→ Pointing dataset records
========================================

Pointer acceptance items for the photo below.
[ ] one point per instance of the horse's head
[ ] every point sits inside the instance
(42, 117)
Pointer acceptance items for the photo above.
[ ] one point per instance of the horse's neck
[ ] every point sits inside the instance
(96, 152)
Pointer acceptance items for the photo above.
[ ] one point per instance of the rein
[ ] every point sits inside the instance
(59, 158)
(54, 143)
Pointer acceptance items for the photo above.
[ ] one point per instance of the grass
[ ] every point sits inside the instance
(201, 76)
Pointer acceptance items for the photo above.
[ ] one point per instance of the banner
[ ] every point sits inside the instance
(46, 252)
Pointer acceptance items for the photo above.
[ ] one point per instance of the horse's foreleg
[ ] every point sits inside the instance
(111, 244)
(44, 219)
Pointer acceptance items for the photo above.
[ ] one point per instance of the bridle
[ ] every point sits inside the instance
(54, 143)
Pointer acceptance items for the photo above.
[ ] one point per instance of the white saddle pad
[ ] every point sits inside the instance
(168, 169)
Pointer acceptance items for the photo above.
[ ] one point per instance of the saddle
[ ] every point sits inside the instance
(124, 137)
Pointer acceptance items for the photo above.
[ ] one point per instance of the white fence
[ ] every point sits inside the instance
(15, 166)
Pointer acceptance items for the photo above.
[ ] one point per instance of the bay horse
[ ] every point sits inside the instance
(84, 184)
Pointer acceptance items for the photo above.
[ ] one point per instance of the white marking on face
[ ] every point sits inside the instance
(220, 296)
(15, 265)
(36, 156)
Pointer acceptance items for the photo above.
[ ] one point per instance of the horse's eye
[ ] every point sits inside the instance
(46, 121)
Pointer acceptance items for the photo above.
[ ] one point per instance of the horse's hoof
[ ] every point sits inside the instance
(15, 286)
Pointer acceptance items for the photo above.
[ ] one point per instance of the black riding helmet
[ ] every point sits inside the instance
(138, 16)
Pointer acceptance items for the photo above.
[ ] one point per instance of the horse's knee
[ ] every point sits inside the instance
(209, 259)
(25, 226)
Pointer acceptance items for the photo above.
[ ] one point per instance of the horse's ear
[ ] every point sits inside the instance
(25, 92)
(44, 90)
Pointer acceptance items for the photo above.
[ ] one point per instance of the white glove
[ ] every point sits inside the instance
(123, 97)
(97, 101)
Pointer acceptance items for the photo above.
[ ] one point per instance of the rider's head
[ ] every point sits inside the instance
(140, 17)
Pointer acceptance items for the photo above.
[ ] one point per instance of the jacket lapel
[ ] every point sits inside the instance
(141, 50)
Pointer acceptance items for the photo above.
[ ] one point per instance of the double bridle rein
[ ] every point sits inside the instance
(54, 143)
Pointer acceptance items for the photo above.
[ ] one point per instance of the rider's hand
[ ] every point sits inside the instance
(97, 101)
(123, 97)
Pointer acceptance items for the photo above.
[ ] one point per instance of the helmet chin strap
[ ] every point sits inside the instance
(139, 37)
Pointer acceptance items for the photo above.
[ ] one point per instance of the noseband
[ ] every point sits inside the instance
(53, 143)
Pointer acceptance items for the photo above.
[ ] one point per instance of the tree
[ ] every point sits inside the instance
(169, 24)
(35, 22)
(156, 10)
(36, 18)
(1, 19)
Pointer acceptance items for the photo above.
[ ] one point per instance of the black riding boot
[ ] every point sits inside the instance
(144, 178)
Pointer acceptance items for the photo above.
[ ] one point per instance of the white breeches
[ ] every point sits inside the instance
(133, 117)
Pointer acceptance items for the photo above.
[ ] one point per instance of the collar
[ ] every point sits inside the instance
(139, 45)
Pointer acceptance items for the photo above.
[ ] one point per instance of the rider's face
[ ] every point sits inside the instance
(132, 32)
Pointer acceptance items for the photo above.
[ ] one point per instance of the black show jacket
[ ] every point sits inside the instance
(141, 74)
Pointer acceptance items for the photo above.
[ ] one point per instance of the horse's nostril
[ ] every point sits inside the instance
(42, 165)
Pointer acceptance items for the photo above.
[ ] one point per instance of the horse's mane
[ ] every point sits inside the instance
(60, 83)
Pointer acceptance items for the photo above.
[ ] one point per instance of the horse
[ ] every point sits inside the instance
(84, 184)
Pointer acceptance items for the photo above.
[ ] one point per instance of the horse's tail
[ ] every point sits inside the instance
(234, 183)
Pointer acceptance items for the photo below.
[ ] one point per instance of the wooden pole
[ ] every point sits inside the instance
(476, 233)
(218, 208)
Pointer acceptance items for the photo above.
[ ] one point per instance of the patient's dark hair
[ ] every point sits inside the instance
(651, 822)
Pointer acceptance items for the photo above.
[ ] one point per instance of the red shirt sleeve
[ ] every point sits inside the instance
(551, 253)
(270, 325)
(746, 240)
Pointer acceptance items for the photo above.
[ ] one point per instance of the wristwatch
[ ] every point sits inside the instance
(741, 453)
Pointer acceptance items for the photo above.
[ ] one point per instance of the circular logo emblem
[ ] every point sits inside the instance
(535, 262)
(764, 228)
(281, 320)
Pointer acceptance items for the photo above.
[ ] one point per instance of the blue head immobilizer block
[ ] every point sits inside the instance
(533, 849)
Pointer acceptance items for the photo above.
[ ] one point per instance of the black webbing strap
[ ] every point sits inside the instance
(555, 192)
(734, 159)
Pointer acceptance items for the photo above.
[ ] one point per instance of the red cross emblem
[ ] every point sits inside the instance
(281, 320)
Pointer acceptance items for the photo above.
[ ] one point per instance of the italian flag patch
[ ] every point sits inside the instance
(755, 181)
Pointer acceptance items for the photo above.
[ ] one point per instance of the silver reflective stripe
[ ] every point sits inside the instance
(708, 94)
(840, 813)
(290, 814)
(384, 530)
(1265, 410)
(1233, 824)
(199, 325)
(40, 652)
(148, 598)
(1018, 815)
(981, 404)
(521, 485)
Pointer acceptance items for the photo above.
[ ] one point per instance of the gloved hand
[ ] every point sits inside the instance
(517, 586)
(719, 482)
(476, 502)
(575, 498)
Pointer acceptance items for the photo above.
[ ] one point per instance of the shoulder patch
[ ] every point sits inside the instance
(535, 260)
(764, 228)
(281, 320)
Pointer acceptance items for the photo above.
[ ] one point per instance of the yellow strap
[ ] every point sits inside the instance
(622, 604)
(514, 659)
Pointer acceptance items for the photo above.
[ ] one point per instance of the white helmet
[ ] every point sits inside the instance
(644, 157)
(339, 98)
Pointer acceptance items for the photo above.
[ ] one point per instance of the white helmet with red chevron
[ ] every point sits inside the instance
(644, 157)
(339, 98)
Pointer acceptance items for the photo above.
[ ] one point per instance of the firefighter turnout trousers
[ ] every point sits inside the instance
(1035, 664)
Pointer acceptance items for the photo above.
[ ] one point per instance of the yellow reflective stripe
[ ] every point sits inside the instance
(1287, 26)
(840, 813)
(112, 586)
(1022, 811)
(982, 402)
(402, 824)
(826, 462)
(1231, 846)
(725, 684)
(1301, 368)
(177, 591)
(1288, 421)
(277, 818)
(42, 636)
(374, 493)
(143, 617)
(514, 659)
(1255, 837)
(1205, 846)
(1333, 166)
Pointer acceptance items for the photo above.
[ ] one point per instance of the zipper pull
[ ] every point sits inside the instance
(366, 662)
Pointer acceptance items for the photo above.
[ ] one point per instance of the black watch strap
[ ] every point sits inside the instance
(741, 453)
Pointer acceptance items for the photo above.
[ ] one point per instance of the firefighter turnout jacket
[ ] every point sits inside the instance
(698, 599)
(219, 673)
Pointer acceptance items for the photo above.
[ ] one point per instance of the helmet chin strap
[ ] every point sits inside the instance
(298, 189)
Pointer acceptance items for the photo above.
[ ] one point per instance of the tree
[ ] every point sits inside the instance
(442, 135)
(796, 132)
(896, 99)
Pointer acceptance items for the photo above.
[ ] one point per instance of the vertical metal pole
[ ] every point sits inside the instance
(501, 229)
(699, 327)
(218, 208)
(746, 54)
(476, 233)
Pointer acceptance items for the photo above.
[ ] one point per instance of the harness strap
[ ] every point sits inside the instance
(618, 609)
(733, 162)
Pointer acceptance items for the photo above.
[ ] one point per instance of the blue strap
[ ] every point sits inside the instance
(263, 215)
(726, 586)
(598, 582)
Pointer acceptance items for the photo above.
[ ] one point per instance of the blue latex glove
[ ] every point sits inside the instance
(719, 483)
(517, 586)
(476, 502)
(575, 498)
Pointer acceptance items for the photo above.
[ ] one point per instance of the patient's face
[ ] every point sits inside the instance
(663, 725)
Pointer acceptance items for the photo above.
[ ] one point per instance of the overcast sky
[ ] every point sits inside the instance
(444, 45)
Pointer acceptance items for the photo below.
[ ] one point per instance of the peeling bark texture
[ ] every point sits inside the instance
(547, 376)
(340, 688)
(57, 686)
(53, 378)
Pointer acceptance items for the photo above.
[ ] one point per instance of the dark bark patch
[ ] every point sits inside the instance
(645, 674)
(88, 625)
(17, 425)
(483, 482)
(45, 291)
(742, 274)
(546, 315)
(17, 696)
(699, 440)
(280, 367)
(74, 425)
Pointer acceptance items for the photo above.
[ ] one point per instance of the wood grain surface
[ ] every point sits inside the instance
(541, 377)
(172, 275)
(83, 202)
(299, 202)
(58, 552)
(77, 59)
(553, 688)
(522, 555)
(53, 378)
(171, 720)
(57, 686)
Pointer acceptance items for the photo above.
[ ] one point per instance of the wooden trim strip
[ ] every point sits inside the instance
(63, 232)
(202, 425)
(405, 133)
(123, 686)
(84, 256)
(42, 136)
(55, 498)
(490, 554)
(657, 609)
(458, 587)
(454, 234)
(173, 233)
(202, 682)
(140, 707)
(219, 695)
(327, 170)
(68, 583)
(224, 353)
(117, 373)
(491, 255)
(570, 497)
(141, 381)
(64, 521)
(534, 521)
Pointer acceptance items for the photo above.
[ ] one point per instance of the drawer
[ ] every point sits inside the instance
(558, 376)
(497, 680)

========================================

→ Exercise description
Extract every line of the material above that contains the string "rein", copying each line in full.

→ The reply
[ ] one point per instance of the rein
[ ] one point per instance of the double bridle rein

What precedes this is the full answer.